RECORDED DATA
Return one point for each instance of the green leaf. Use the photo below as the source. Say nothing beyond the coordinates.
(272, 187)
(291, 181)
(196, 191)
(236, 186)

TASK DETAILS
Rewrite all of the lines above, requests included, and scale every coordinate in the answers by 1.05. Round each result to the nearest whole number, with halves rounding up.

WRITTEN RESPONSE
Return one point for each instance of the green leaf. Use the photo below as the source. Say nothing beyond the coordinates.
(286, 196)
(306, 190)
(206, 201)
(248, 195)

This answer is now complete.